## Kutipan Terpilih
Namun, dari sisi penjualan merambah ke luar Surabaya, seperti ke daerah Jawa Barat, karena Ida juga menjual produk secara online melalui e-commerce seperti Tokopedia, Shopee, dan PaDi UMKM.
Produk yang paling laris adalah produk fashion seperti baju, kain, kemeja, mukena, jilbab dan sebagainya. Per bulannya mampu terjual 10 produk ecoprint untuk kategori fashion, sementara untuk produk lainnya tak menentu tergantung pesanan dan minat.
Tak hanya fokus berjualan saja, ecoprint milik Ida giat mengikuti berbagai kegiatan. Seperti mengikuti BRI UMKM EXPO(RT) BRILIANPRENEUR tahun 2021, usai usahanya lolos kurasi dari BRI. Kemudian, ‘Lokal Jatim Keren’ yang juga digagas BRI. Ida mengaku sering mendapatkan dan mengikuti pelatihan-pelatihan dari BRI, berupa pelatihan ekspor-impor.

## Data yang Diberikan
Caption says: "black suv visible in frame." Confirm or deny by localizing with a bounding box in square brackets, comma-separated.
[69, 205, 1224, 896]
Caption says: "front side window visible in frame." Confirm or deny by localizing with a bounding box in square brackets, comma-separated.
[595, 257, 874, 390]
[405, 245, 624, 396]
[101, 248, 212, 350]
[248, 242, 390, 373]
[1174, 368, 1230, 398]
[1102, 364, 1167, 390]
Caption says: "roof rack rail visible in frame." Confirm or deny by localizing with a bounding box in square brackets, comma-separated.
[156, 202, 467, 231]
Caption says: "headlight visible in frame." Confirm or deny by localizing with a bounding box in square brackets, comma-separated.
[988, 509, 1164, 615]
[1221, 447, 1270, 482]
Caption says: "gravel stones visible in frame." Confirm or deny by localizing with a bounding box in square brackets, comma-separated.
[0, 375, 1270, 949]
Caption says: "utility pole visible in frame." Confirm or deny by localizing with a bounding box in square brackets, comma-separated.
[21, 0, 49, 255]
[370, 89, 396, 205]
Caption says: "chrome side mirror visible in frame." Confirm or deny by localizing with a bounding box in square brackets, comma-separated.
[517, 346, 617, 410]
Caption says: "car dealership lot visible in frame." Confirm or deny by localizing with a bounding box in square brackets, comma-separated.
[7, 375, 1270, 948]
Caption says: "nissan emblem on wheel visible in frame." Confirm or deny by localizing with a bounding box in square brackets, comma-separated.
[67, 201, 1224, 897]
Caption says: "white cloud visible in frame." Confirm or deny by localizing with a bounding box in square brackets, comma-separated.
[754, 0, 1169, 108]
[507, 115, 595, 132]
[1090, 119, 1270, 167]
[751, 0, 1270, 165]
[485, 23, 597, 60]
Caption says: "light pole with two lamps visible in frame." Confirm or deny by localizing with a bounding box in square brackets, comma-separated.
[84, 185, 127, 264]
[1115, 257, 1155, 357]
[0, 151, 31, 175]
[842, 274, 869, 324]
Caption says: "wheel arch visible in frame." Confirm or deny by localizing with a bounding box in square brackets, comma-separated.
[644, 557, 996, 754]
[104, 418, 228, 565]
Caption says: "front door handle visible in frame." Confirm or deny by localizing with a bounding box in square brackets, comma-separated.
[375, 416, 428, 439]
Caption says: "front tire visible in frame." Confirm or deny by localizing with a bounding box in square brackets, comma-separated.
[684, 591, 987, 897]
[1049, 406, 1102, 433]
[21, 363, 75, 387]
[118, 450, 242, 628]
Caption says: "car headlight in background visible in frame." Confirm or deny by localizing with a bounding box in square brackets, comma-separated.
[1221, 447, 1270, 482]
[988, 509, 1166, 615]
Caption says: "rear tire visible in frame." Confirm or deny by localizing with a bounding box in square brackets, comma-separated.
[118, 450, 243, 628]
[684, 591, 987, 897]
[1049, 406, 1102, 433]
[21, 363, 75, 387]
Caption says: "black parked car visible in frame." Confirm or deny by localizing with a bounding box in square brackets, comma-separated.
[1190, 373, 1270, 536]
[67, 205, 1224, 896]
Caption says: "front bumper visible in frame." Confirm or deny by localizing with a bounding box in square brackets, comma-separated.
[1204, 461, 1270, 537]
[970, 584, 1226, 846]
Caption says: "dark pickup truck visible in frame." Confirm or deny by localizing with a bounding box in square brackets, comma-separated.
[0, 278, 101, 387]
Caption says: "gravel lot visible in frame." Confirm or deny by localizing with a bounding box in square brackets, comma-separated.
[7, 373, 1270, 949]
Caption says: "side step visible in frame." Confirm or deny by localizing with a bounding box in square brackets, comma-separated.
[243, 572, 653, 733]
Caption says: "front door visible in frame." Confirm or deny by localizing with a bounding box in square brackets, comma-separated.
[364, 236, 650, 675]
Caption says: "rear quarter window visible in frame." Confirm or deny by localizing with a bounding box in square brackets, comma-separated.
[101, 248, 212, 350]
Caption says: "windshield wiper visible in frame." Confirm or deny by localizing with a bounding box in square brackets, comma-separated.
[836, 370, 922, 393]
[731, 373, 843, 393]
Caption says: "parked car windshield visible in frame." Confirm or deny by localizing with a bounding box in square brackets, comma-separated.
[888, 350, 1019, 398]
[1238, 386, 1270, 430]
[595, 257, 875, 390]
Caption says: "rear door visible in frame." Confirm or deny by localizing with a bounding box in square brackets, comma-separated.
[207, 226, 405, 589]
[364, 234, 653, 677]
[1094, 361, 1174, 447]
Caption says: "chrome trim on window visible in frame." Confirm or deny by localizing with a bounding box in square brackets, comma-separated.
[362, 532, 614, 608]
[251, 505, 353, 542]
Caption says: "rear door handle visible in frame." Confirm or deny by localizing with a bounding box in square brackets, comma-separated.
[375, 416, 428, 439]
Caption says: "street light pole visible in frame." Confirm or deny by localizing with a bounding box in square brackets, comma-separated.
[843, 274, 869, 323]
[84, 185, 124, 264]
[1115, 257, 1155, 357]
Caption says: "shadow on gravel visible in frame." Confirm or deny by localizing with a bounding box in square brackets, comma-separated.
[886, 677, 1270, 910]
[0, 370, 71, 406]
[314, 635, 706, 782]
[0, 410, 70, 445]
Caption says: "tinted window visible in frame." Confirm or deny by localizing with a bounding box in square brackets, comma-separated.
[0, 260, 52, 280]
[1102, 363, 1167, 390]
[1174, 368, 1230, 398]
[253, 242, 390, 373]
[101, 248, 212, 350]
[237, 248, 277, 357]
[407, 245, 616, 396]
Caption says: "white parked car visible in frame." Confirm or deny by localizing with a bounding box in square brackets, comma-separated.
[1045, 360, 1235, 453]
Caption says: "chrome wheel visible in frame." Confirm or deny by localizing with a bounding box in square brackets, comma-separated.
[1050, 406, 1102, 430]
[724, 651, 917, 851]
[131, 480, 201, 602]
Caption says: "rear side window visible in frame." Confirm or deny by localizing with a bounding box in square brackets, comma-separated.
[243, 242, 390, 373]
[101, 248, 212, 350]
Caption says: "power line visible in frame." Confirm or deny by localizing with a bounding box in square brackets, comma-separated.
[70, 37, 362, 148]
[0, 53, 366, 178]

## Tugas Tertulis
a: Dalam daftar, ganti "Confirm or deny" dengan "Confirm or reject" pada baris-baris mulai dari awal daftar hingga baris yang memuat "[1102, 364, 1167, 390]", keduanya termasuk. Tuliskan kembali baris-baris tersebut tanpa perubahan lain.
b: Lanjutkan kutipan tentang usaha ecoprint milik Ida setelah kalimat terakhirnya.
Kutipan dan daftar di atas berasal dari sumber yang berlainan.

## Jawaban Setiap Tugas
a:
Caption says: "black suv visible in frame." Confirm or reject by localizing with a bounding box in square brackets, comma-separated.
[69, 205, 1224, 896]
Caption says: "front side window visible in frame." Confirm or reject by localizing with a bounding box in square brackets, comma-separated.
[595, 257, 874, 390]
[405, 245, 624, 396]
[101, 248, 212, 350]
[248, 242, 390, 373]
[1174, 368, 1230, 398]
[1102, 364, 1167, 390]

b:
“Pengaruhnya ikut pelatihan saya jadi tahu digital marketing, cara-cara menawarkan barang via sosmed, bikin google bisnisku, dan lainnya, saya juga belajar dari BRI dan saya terinspirasi bikin google bisnisku dan produk saya jadi mudah dikenal,” tambah Ida.
Ida kini mendapatkan kemudahan dalam mengajukan pinjaman ke BRI. Selain sudah menjadi nasabah lama BRI, tapi dia juga rajin mengikuti berbagai pelatihan yang diadakan BRI.
"Saya berharap bisa merambah pasar luar negeri alias ekspor. Saat ini itulah cita-cita yang ingin dicapai," ungkap Ida. (jpnn)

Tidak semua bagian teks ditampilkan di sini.